Task description: Copy the material below word for word, keeping every line intact.

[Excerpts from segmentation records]
(begin)

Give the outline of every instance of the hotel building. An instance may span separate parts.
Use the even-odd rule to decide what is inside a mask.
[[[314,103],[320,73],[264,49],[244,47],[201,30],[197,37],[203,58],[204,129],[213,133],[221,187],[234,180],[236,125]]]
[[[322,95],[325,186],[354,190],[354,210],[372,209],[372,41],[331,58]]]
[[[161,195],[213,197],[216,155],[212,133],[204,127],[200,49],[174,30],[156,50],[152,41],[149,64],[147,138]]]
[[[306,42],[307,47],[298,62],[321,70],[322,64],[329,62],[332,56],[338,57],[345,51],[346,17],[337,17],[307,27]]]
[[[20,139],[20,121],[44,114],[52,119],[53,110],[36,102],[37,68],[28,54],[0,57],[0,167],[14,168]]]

(end)

The solution:
Give the outline of every instance of the hotel building. An instance may span separate parts.
Use the even-odd rule to decide what is inside a mask.
[[[314,103],[320,73],[264,49],[244,47],[201,30],[197,37],[203,58],[204,129],[213,133],[221,187],[234,180],[236,125]]]
[[[322,95],[325,186],[354,190],[354,210],[372,209],[372,41],[331,58]]]
[[[161,195],[213,197],[216,155],[212,133],[204,127],[200,49],[174,30],[156,50],[152,41],[149,64],[147,138]]]
[[[306,42],[307,47],[298,62],[321,70],[322,64],[329,62],[332,56],[338,57],[345,51],[346,17],[337,17],[307,27]]]
[[[20,139],[20,121],[44,114],[52,119],[53,110],[36,102],[37,68],[28,54],[0,57],[0,167],[14,168]]]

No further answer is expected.